▶ TASK DESCRIPTION
Output each entry below as it stands, leaving out every picture.

Segment Open

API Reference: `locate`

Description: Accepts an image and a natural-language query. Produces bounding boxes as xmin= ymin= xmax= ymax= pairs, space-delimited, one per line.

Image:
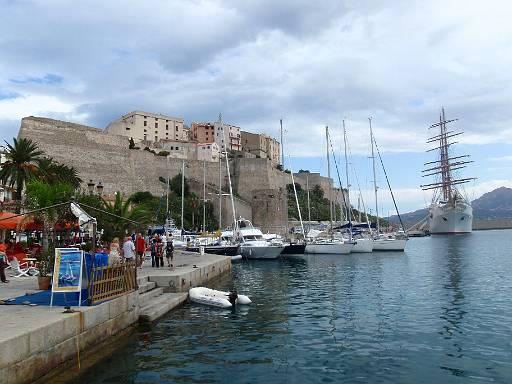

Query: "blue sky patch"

xmin=9 ymin=73 xmax=63 ymax=85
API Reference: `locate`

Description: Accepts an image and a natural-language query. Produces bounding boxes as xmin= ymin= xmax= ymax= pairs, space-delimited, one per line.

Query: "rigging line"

xmin=328 ymin=136 xmax=349 ymax=221
xmin=345 ymin=132 xmax=369 ymax=224
xmin=371 ymin=135 xmax=405 ymax=231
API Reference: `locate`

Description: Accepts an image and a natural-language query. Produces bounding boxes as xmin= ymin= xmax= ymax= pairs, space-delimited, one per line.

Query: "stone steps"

xmin=138 ymin=281 xmax=156 ymax=294
xmin=138 ymin=287 xmax=164 ymax=307
xmin=139 ymin=293 xmax=188 ymax=323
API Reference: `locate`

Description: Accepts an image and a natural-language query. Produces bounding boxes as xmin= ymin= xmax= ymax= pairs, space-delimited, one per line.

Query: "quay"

xmin=0 ymin=250 xmax=231 ymax=384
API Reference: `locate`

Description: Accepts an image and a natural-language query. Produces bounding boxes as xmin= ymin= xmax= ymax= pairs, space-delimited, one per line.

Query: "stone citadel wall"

xmin=18 ymin=117 xmax=341 ymax=233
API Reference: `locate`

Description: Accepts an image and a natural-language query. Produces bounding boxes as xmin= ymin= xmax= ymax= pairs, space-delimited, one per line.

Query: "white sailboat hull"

xmin=352 ymin=238 xmax=373 ymax=253
xmin=240 ymin=243 xmax=284 ymax=259
xmin=429 ymin=201 xmax=473 ymax=234
xmin=305 ymin=242 xmax=355 ymax=254
xmin=373 ymin=238 xmax=407 ymax=251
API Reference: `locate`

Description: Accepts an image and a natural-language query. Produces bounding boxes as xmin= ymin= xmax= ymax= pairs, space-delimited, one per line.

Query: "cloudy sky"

xmin=1 ymin=0 xmax=511 ymax=214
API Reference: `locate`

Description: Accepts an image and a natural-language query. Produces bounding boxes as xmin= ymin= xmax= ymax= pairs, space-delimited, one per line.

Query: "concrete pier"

xmin=0 ymin=250 xmax=231 ymax=384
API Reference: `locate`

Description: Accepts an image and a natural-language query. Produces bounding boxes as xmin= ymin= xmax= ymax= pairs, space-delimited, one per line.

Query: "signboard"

xmin=50 ymin=248 xmax=83 ymax=307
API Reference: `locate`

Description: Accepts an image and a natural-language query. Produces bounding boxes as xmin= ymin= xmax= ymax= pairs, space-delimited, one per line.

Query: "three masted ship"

xmin=420 ymin=108 xmax=476 ymax=234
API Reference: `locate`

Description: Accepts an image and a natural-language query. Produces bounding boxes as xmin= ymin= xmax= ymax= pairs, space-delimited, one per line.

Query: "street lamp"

xmin=87 ymin=180 xmax=95 ymax=195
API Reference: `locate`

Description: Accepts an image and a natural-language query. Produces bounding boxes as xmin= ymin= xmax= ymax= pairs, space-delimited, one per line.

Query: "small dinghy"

xmin=189 ymin=287 xmax=251 ymax=308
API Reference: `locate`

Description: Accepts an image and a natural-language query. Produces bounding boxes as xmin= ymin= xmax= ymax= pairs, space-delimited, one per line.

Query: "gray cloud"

xmin=0 ymin=0 xmax=511 ymax=158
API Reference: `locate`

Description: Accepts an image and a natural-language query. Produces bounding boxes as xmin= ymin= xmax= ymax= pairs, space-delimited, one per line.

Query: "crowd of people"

xmin=108 ymin=232 xmax=174 ymax=269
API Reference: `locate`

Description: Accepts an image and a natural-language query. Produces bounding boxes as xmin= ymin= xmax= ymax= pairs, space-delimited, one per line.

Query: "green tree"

xmin=0 ymin=138 xmax=44 ymax=210
xmin=100 ymin=193 xmax=152 ymax=239
xmin=25 ymin=180 xmax=75 ymax=252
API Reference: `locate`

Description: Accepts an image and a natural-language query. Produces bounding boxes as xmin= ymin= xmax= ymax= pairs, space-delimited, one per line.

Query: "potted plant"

xmin=37 ymin=248 xmax=53 ymax=290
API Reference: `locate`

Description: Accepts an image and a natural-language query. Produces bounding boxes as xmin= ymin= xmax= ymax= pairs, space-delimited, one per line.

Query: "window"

xmin=155 ymin=136 xmax=158 ymax=141
xmin=125 ymin=127 xmax=130 ymax=131
xmin=144 ymin=129 xmax=147 ymax=132
xmin=166 ymin=125 xmax=169 ymax=130
xmin=176 ymin=146 xmax=179 ymax=150
xmin=171 ymin=146 xmax=174 ymax=150
xmin=207 ymin=146 xmax=211 ymax=149
xmin=155 ymin=131 xmax=158 ymax=134
xmin=144 ymin=116 xmax=147 ymax=119
xmin=144 ymin=121 xmax=147 ymax=127
xmin=166 ymin=120 xmax=169 ymax=123
xmin=175 ymin=127 xmax=178 ymax=131
xmin=155 ymin=122 xmax=158 ymax=128
xmin=155 ymin=118 xmax=158 ymax=121
xmin=144 ymin=134 xmax=147 ymax=140
xmin=166 ymin=132 xmax=169 ymax=136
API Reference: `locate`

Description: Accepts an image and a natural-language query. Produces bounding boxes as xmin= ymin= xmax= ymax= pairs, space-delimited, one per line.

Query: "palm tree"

Segment Closed

▶ RESPONSE BOX
API Reference: `locate`

Description: Accepts an image and a natural-language query. Produces bounding boxes as xmin= ymin= xmax= ymax= pairs, space-delimited, one per line.

Image:

Query: "blue sky patch"

xmin=9 ymin=73 xmax=63 ymax=85
API Reference: `locate`

Description: Accepts an image and a natural-language query. Produces bounding boxes as xmin= ymin= xmax= ymax= pairs, space-delimited, one per line.

Query: "rigging line"

xmin=328 ymin=136 xmax=349 ymax=221
xmin=345 ymin=132 xmax=369 ymax=224
xmin=371 ymin=135 xmax=405 ymax=231
API Reference: `locate`

Description: Accepts an image and a natural-language query. Produces bounding boxes as xmin= ymin= xmax= ymax= pairs, space-delimited, one per line.

Query: "stone steps"

xmin=138 ymin=281 xmax=156 ymax=294
xmin=138 ymin=287 xmax=164 ymax=307
xmin=139 ymin=293 xmax=188 ymax=323
API Reference: `locate`

Description: Accepts an image and a natural-language query. Produces bounding boxes as xmin= ymin= xmax= ymax= pairs, space-delimited, one per line.

Query: "quay"

xmin=0 ymin=250 xmax=231 ymax=384
API Reference: `locate`

Description: Accepts an image and a natural-language query. Produces bounding boxes as xmin= ymin= xmax= ymax= pairs, space-delimited, one per line.

Query: "stone citadel wall"

xmin=18 ymin=117 xmax=341 ymax=233
API Reference: `locate`

Description: Accepts an image and a natural-language query. Produces bounding boxes as xmin= ymin= xmax= ymax= pairs, space-delimited, one per line.

Query: "white sailboat hull"

xmin=352 ymin=238 xmax=373 ymax=253
xmin=240 ymin=243 xmax=284 ymax=259
xmin=429 ymin=201 xmax=473 ymax=234
xmin=305 ymin=242 xmax=355 ymax=254
xmin=373 ymin=238 xmax=407 ymax=251
API Reference: `locate`

Description: Accepts an image and a natural-language query. Produces bounding boxes as xmin= ymin= xmax= ymax= pairs, space-delimited, one per line.

Query: "cloudy sky"

xmin=1 ymin=0 xmax=511 ymax=214
API Reference: `locate`

Description: Accepts an image and a natural-language query. Produces bounding boxes as xmin= ymin= xmax= ymax= pairs, space-delimited, one per line.

Query: "concrete pier"

xmin=0 ymin=250 xmax=231 ymax=384
API Reference: `locate`

Description: Accepts an image and a natural-language query. Produces bounding boxes as xmin= ymin= xmax= ymax= pairs, space-delimited, one per line.

Query: "signboard"

xmin=50 ymin=248 xmax=83 ymax=307
API Reference: `locate`

Description: Accepts an image and a natural-language query. Produces bounding boxes as xmin= ymin= xmax= ymax= pairs, space-delimited, one per line.

Query: "three masted ship"

xmin=420 ymin=108 xmax=476 ymax=234
API Reference: `locate`

Description: Accepts an image and a natural-language query. Produces bounding boxes as xmin= ymin= xmax= ymax= pairs, space-delimited, one per line.

Query: "street lamp"

xmin=87 ymin=180 xmax=95 ymax=195
API Reference: `locate`

Description: Accepts an image and a natural-language query. Produces bounding boxes as xmin= ymin= xmax= ymax= pairs, space-delimited, one per line.

Query: "small dinghy"

xmin=189 ymin=287 xmax=251 ymax=308
API Reference: `locate`

Description: Accepts an image and a natural-language query. Produces bounding boxes as xmin= ymin= xmax= ymax= pairs, space-delimited, one per line.

Query: "gray cloud"

xmin=0 ymin=0 xmax=511 ymax=158
API Reference: `locate`

Description: Accepts an image and a natural-language query. Produces bounding boxes as xmin= ymin= xmax= ymax= pairs, space-delimited, one per line.

Query: "crowd of people"

xmin=108 ymin=232 xmax=174 ymax=269
API Reference: `locate`

Description: Accepts an image and a natural-language query. Produces bounding boxes as xmin= ymin= xmax= ymax= pairs, space-delimited, one per line.

Query: "green tree"

xmin=0 ymin=138 xmax=44 ymax=210
xmin=100 ymin=193 xmax=152 ymax=239
xmin=25 ymin=180 xmax=75 ymax=252
API Reference: `locate`

Description: Accepts an image and a natural-language query. Produces bounding boxes as xmin= ymin= xmax= ymax= pairs, space-delimited, one per line.

Query: "potted plant"

xmin=37 ymin=248 xmax=53 ymax=290
API Reference: `locate`

Description: Accepts an image and a natural-language query. Produces bounding boxes as xmin= ymin= xmax= ymax= pairs, space-delimited, one per line.

Query: "window"

xmin=155 ymin=136 xmax=158 ymax=141
xmin=125 ymin=127 xmax=130 ymax=131
xmin=144 ymin=129 xmax=147 ymax=132
xmin=166 ymin=125 xmax=169 ymax=130
xmin=176 ymin=146 xmax=179 ymax=150
xmin=171 ymin=146 xmax=174 ymax=150
xmin=207 ymin=146 xmax=211 ymax=149
xmin=155 ymin=131 xmax=158 ymax=134
xmin=144 ymin=116 xmax=147 ymax=119
xmin=144 ymin=121 xmax=147 ymax=127
xmin=166 ymin=120 xmax=169 ymax=123
xmin=175 ymin=127 xmax=178 ymax=131
xmin=155 ymin=122 xmax=158 ymax=128
xmin=155 ymin=118 xmax=158 ymax=121
xmin=144 ymin=134 xmax=147 ymax=140
xmin=166 ymin=132 xmax=169 ymax=136
API Reference: `locate`

Description: Accepts an image and a natural-language query. Produces bounding boxes as xmin= ymin= xmax= ymax= pairs, space-delimited, one per line.

Query: "palm tree"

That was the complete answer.